→ BRIEF
Pictures should be left out while the data beneath this task is written out word for word.
=== EXERCISE INPUT ===
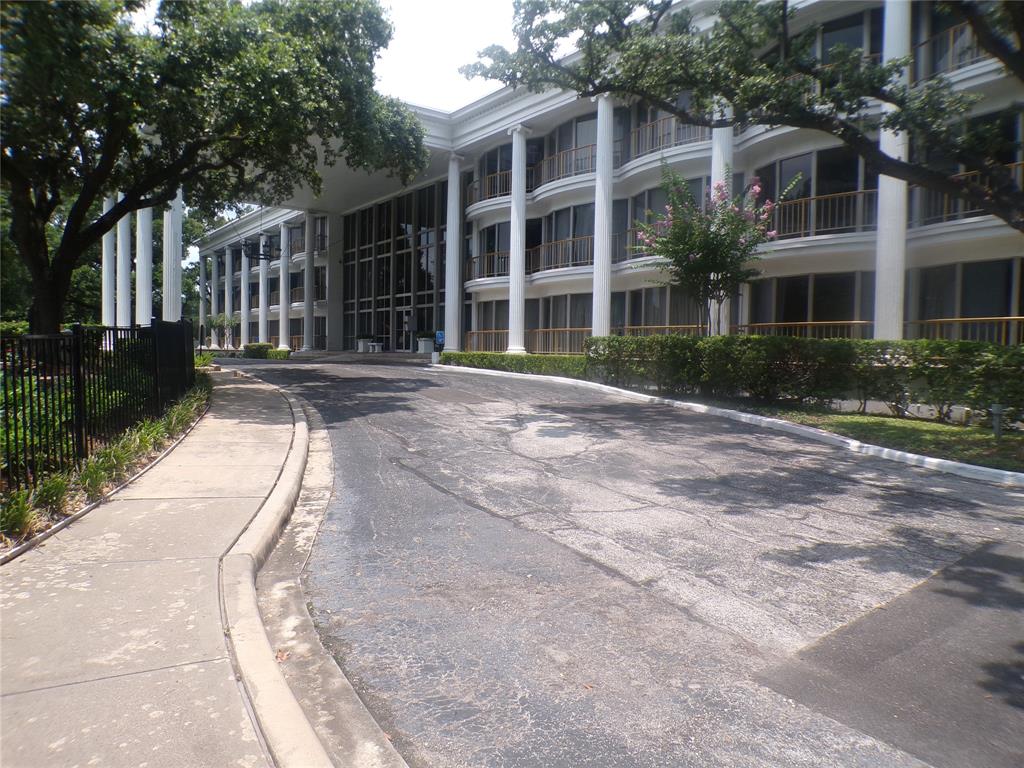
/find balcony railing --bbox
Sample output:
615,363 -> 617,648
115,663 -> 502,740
527,327 -> 591,355
904,317 -> 1023,345
269,290 -> 280,306
290,238 -> 306,255
913,22 -> 990,82
630,117 -> 710,160
290,286 -> 304,303
527,235 -> 594,274
466,251 -> 509,280
732,321 -> 875,339
467,170 -> 512,205
615,325 -> 703,337
315,284 -> 326,301
533,145 -> 597,187
917,161 -> 1023,226
464,330 -> 509,352
773,190 -> 879,238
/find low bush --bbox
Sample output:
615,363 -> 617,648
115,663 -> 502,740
0,320 -> 30,337
242,342 -> 273,359
33,473 -> 70,516
1,489 -> 36,538
441,351 -> 588,379
267,349 -> 290,360
582,335 -> 1023,416
195,351 -> 215,367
===
→ SOLVED PROBLEM
/find balcony railing --bbox
Sample output:
615,363 -> 617,648
115,663 -> 502,740
527,327 -> 591,355
904,317 -> 1023,345
269,290 -> 280,306
290,238 -> 306,255
913,22 -> 990,82
630,117 -> 710,160
290,286 -> 304,303
527,235 -> 594,274
466,251 -> 509,280
732,321 -> 875,339
467,170 -> 512,205
615,325 -> 703,337
315,284 -> 326,301
533,145 -> 597,187
917,161 -> 1023,226
464,330 -> 509,352
773,190 -> 879,238
/find low bush --bbox
Sample output:
615,363 -> 617,648
115,663 -> 502,740
0,320 -> 30,337
242,342 -> 273,359
33,473 -> 70,516
1,489 -> 36,538
441,351 -> 588,379
267,349 -> 290,360
582,335 -> 1023,416
195,351 -> 215,367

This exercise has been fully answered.